Updated February 16, 2021
When it comes to that very real human need to eat something sweet, chocolate remains one of the most popular choices for millions of consumers. Historically, milk chocolate has been the top choice for many, but as more consumers eschew dairy for health and environmental reasons, the vegan chocolate industry is growing. But, what’s the best vegan chocolate?
We’ve put together the ultimate guide to the dairy-free sugary snack, with an aim to answer your most burning questions. And we’ve included brands to try too (the very best brands, in our humble opinion). They’re perfect for Valentine’s Day, birthday treats, or, you know, just a regular Tuesday night.
Why Choose Vegan Chocolate?
When it comes to chocolate, there are a number of reasons why vegan is the best choice. It’s more sustainable, it’s often more ethical, and it may even be better for you too. Here are all the reasons why you should give vegan chocolate a go, plus our top brand picks. (We think they’re some of the best vegan chocolate brands in the world.)
It’s Better For the Planet
Made with cacao beans, chocolate has a long history. Historians believe it was the Olmecs, the first known major Mesoamerican civilization, who consumed the beans for the first time. Exact details are unknown, but some evidence suggests they may have used the fruits in a ceremonial drink recipe. The method of consumption may be very different now, but cacao beans are still a go-to treat for many, in the form of all those chocolate bars that line supermarket shelves.
In fact, according to a 2014 Mintel study, one in six Brits eat chocolate every day. And in the U.S., data from 2015 shows that American citizens eat nearly 18 percent of the world’s chocolate confectionery. The industry is huge; in 2019, it was valued at more than $44 billion globally.

▶ Given records
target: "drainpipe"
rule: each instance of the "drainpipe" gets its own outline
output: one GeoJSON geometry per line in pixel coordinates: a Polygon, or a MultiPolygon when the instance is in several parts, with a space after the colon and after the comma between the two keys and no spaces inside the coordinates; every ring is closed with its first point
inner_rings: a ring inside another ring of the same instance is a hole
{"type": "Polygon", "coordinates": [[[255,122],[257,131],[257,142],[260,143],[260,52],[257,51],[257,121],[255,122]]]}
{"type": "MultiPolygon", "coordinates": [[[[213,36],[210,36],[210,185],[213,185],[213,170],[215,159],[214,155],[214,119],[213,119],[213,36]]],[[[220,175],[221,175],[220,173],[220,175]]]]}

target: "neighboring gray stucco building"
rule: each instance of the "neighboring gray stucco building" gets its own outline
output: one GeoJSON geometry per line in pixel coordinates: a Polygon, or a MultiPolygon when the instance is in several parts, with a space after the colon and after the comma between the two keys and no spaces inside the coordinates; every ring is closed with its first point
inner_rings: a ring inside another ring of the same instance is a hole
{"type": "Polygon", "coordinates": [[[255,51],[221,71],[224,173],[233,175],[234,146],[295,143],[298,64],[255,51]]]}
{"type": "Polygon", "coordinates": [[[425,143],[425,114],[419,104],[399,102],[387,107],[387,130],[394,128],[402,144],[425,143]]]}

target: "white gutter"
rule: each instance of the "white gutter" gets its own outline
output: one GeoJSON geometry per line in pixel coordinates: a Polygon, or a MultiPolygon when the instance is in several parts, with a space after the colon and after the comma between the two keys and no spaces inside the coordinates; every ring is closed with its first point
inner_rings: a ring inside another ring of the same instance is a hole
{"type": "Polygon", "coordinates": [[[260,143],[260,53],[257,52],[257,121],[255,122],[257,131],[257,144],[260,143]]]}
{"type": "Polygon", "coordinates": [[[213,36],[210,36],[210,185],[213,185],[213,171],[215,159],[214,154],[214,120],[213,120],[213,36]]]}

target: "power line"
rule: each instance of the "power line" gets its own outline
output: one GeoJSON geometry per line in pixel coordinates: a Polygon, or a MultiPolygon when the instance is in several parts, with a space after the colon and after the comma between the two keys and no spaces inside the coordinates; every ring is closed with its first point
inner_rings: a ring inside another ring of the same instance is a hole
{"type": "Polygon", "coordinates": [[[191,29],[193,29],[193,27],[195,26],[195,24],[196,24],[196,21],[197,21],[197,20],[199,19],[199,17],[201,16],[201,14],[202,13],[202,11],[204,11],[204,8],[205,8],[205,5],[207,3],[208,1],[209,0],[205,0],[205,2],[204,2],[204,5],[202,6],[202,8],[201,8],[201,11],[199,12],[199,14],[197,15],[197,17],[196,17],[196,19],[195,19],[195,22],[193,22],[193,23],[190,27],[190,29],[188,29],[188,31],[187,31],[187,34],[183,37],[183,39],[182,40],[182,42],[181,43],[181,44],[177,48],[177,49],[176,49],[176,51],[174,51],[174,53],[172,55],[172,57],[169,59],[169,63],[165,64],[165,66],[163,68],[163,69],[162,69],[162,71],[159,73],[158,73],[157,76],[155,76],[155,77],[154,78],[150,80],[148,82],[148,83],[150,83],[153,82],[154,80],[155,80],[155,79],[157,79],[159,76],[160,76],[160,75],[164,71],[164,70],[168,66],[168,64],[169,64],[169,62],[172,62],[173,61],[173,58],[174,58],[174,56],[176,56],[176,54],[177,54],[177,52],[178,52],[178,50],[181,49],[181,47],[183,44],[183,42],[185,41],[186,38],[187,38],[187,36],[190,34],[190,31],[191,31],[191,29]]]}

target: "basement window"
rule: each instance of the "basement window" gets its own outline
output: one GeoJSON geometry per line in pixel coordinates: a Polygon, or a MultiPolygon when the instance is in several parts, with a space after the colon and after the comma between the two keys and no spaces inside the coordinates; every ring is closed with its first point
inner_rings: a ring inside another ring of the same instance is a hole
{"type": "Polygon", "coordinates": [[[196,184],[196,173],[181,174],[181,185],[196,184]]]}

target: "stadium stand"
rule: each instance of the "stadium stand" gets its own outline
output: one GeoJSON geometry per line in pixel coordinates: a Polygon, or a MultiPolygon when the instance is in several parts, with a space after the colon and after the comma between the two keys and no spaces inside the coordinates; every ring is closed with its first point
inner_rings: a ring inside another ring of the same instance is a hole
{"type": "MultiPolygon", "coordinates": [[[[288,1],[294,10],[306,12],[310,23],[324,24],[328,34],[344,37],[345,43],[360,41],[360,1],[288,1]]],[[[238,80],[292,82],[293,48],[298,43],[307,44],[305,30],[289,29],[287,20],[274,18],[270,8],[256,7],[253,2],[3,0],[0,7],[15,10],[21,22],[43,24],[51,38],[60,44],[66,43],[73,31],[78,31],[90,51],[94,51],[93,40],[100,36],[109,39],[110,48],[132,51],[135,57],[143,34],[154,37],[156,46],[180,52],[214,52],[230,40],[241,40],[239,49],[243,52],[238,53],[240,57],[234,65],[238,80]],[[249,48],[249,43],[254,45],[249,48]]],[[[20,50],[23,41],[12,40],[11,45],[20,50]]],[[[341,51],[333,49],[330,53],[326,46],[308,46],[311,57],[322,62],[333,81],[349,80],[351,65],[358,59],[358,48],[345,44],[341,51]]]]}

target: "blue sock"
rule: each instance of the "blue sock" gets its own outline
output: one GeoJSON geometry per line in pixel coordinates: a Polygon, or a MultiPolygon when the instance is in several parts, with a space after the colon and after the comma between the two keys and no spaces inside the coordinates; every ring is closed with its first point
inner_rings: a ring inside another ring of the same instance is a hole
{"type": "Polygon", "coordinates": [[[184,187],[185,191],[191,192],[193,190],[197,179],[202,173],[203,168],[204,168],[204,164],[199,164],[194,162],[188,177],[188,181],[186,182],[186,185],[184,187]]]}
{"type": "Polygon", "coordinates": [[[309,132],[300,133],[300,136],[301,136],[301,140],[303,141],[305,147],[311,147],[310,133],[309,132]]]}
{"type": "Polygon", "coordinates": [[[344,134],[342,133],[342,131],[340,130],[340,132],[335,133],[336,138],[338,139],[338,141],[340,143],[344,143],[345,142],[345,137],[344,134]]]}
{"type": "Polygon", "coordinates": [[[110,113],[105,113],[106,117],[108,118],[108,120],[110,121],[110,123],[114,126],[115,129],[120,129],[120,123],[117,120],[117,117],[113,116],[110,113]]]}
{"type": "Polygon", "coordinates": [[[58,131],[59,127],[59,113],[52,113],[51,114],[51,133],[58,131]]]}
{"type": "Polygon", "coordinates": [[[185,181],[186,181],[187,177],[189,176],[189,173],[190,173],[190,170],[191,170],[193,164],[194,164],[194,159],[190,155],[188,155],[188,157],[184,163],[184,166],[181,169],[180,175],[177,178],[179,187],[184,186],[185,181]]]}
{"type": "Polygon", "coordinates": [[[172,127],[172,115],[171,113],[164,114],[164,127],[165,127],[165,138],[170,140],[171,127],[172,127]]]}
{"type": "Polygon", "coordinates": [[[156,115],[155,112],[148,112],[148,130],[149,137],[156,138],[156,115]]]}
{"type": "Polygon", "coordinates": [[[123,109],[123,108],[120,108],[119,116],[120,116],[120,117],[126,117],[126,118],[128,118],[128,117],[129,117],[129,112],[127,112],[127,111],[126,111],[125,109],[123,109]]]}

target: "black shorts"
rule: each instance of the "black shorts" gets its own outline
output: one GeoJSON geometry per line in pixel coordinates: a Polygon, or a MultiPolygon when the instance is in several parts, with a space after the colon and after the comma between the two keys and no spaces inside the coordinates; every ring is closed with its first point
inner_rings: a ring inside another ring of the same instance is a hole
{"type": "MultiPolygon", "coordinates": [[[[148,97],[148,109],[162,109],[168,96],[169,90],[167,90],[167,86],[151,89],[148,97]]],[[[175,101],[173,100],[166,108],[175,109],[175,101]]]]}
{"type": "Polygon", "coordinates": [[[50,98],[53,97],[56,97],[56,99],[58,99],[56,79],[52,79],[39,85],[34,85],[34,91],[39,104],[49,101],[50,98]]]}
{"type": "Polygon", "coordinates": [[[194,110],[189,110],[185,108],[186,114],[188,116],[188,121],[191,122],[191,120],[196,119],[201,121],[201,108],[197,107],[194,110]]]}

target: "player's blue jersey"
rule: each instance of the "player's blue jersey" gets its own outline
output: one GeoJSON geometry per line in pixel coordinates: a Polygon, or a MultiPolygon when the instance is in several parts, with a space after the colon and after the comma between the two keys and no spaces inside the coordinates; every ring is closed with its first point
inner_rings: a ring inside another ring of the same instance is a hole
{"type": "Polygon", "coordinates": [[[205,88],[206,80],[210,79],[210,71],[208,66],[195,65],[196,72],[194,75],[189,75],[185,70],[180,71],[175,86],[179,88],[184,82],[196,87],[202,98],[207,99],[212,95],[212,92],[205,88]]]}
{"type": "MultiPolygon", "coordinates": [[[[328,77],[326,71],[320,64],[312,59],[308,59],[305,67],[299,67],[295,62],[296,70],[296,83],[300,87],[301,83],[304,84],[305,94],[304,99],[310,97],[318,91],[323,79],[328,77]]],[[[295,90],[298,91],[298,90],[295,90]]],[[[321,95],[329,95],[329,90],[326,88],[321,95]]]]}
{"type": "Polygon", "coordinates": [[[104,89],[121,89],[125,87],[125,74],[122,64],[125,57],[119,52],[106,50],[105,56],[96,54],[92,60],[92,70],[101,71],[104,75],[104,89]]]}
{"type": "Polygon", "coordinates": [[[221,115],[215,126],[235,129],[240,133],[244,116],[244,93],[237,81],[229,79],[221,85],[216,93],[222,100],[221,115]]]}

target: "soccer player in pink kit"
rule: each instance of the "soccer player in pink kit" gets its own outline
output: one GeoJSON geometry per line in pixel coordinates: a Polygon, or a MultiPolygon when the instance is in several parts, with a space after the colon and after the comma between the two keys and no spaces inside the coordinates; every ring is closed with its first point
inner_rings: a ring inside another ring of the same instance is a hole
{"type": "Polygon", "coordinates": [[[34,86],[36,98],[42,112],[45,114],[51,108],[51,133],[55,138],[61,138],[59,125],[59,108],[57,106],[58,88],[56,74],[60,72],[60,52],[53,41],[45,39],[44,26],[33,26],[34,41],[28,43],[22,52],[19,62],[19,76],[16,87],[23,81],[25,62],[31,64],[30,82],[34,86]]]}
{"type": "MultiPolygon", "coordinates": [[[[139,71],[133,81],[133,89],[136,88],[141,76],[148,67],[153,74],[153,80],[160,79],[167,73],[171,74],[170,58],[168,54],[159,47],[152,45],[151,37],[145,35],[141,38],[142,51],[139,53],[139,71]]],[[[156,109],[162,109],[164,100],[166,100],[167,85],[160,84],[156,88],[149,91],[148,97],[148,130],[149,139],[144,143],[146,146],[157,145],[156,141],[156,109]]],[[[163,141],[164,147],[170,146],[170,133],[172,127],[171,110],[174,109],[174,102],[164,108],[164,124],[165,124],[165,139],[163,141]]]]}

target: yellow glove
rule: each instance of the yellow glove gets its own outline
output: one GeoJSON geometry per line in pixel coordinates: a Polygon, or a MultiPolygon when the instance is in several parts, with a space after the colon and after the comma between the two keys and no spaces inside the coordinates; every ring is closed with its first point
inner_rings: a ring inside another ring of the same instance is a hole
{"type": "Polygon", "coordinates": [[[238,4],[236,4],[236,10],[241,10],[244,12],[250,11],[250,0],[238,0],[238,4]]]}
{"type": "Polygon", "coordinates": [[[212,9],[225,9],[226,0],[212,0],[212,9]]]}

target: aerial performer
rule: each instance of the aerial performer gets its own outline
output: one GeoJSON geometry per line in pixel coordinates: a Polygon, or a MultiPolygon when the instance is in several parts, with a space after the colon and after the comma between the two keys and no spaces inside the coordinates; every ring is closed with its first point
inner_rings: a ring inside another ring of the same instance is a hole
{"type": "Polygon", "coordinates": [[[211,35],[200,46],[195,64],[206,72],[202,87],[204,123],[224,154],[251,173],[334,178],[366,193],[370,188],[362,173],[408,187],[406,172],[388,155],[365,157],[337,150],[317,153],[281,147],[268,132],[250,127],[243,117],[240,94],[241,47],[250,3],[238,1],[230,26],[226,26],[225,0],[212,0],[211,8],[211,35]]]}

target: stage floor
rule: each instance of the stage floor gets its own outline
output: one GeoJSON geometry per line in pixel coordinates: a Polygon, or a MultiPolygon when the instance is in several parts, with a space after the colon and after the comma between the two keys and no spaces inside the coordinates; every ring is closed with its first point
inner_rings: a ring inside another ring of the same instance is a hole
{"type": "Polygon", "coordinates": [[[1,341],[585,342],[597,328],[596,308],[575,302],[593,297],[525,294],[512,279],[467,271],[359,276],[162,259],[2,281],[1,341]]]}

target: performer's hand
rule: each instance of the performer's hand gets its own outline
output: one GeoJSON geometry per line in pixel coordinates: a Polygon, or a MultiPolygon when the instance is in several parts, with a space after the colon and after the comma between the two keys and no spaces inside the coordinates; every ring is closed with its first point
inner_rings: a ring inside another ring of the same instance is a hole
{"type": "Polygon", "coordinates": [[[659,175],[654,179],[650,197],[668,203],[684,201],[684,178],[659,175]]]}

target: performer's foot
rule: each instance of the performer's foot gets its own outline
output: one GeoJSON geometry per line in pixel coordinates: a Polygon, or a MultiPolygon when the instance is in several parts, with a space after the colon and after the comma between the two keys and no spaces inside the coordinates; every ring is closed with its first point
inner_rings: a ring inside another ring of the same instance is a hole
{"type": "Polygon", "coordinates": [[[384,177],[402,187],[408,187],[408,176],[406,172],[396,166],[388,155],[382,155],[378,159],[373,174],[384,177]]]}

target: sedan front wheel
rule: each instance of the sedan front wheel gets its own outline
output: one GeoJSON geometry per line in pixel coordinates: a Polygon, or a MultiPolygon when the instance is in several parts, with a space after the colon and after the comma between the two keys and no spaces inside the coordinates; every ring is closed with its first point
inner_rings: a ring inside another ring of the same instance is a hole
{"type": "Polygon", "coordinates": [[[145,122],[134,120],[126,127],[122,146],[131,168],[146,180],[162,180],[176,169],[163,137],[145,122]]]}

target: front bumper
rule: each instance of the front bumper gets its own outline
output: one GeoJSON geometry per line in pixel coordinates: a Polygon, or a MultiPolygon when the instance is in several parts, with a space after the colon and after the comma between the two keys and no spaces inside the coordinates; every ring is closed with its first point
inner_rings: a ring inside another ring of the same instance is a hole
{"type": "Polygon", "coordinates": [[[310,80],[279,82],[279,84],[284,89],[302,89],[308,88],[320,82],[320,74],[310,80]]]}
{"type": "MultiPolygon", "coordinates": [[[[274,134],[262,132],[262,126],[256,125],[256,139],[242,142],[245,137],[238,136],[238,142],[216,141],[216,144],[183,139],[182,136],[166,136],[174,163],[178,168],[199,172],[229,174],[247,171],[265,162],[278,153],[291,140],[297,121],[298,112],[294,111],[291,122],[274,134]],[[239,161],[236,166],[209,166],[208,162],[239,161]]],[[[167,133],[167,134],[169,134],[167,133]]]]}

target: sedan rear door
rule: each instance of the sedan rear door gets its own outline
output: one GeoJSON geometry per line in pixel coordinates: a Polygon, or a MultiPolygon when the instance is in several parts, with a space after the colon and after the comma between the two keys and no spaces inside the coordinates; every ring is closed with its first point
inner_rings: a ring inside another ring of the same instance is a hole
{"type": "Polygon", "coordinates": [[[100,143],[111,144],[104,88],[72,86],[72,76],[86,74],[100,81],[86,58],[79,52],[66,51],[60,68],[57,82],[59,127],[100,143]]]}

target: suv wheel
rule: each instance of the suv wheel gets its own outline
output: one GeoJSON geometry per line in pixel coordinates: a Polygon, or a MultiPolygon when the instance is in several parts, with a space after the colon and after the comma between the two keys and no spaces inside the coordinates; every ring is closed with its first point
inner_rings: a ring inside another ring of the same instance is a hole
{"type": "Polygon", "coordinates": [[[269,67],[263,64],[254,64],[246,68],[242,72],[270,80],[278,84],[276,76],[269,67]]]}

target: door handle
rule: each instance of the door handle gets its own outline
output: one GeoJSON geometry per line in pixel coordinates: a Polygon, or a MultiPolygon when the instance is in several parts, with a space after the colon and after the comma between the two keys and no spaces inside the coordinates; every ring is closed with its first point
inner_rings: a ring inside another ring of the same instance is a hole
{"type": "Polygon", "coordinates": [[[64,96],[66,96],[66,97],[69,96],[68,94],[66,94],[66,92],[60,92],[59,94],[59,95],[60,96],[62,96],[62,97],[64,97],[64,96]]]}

▶ Set exercise 1
Reproduce everything in the records from the line containing "target: door handle" down to the line containing "rule: each instance of the door", including both of those lines.
▶ Set exercise 2
Please pick up the vegan chocolate article where it stops and continue it.
The vegan chocolate article and the records come from separate, unrelated sources.

▶ Exercise response 1
target: door handle
rule: each instance of the door handle gets its own outline

▶ Exercise response 2
An industry that size places a significant strain on the environment. But vegan chocolate is more sustainable in a number of ways. For one, it excludes cow’s milk. In 2015, the dairy industry emitted equivalent to more than 1,700 million tonnes of CO2.
The vegan brands listed below also have commitments to ethical cocoa bean sourcing. Without proper management, harvesting cocoa beans can negatively impact the planet. According to the World Wildlife Fund (WWF), cocoa farmers often cut down large areas of tropical forest to plant cocoa trees. In Ivory Coast, more than 70 percent of the country’s illegally deforested land is linked to cocoa farming.
It’s (Often) Kinder to People
Unfortunately, human rights abuse is rife in the cocoa industry. According to WWF, an estimated two million children were used in the 2013-2014 cocoa growing season in Ghana and Ivory Coast.
Major confectionary brands, like Mars, have been linked with using cocoa beans farmed using child labour. According to a 2019 investigation by The Independent, the chocolate giant can only trace 24 percent of its cocoa, so there is no way to know the extent of child labor used in its supply chain. The company is not alone; any brand that cannot trace its cocoa beans back to the source carries the same risk.
The publication notes that the cocoa industry generates more than £80 billion in sales every year. But in the 18 years before 2019, it only spent a total of around £117 million on tackling the issue of child labor.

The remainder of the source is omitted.